**WHAT IS BEING ASKED:** Update the rows below by replacing each occurrence of "Indicate" with "Mark", keeping everything else unchanged.

**ENTRIES:**
=-=-=-=-=

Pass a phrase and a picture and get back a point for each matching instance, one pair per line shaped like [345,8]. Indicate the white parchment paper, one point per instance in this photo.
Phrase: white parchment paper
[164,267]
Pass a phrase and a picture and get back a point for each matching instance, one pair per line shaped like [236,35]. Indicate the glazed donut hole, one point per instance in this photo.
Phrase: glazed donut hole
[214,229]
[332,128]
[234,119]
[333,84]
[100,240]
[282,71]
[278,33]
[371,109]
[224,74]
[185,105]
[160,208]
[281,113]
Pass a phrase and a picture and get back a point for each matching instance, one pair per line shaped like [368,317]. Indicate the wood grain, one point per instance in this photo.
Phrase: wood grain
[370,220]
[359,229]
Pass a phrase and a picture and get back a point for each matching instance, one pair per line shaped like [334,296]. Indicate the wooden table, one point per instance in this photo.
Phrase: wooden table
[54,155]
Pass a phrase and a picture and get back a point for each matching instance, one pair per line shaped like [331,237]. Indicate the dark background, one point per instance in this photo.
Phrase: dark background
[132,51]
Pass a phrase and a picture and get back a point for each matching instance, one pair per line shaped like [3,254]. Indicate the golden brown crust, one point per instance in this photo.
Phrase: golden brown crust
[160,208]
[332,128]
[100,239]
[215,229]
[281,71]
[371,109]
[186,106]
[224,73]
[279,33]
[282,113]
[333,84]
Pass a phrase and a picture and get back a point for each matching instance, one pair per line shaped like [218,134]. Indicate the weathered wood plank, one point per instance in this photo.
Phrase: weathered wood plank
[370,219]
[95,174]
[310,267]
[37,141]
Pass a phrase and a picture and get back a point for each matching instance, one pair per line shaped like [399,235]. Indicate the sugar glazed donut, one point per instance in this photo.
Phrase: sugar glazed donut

=-=-=-=-=

**EXERCISE OUTPUT:**
Pass a phrase and a picture and get back a point for each matching instance, one pair per line shaped like [345,8]. Mark the white parchment paper, one point per instance in this photo.
Phrase: white parchment paper
[164,267]
Pass a phrase and a picture and get back a point for each matching instance, one pair per line shaped like [236,35]. Mark the glazed donut hole, one point per instance in this photo.
Phrase: glazed donut hole
[214,229]
[332,128]
[234,119]
[333,84]
[100,240]
[282,71]
[278,33]
[371,109]
[224,74]
[185,105]
[160,208]
[281,113]
Pass a phrase and a picture and get back a point for each matching instance, one pair per line shaped like [368,317]. Mark the wood grain, one point per instance in this photo.
Phrase: wood grain
[370,220]
[359,229]
Pass a phrase and a picture and get back a point for each matching instance, one pair per line shaped like [334,296]. Mark the wooden table, one point per instance in this photo.
Phrase: wooden table
[54,155]
Pass a phrase and a picture and get back a point for each matching instance, one pair per line shaped like [331,237]. Mark the dark background, one point per instance in this photo.
Phrase: dark background
[132,51]
Pass a phrase and a picture and get back a point for each matching instance, one pair per line shaped like [3,254]. Mark the golden brown crust, one point per instance in this photo.
Phrase: golden brown crust
[160,208]
[332,128]
[100,239]
[215,229]
[281,71]
[371,109]
[186,106]
[224,73]
[279,33]
[282,113]
[333,84]
Pass a phrase and a picture and get back a point for each matching instance, one pair per line shaped like [218,134]. Mark the weathered wood plank, one point per instance in this photo.
Phrase: weathered wood plank
[370,219]
[95,174]
[310,267]
[37,141]
Pass a phrase and a picture and get back a point for each matching instance, one pair per line shaped like [399,235]. Mark the sugar glazed donut, one point per instance in this photo.
Phrase: sugar glazed donut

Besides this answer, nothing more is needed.